- _SHORT EXERCISE_
Pull out each row below and copy its lines word for word, leaving out the pictures.

>>>>>

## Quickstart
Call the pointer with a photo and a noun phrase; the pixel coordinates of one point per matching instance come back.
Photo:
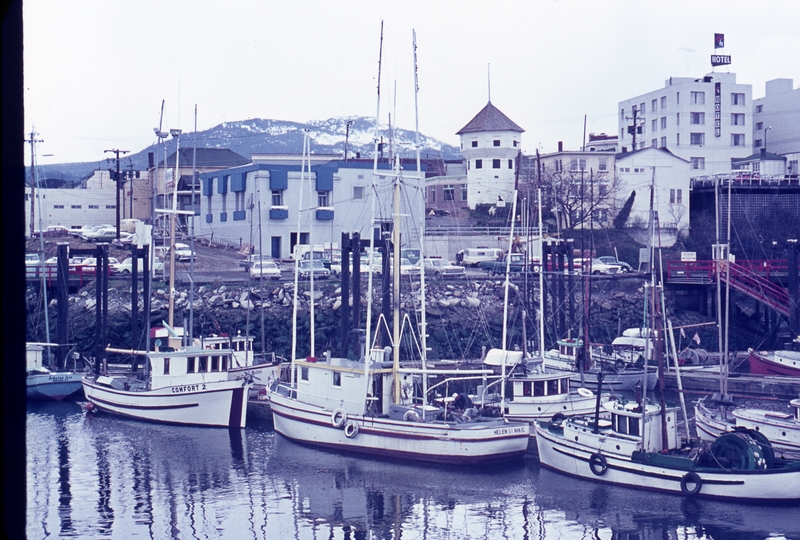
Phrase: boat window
(526, 388)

<<<<<

- _REPLY_
## Quickstart
Call the pointer with a photo and a noun phrase; the pixel coordinates of one point per matching instance come back.
Photo:
Phrase: boat window
(526, 388)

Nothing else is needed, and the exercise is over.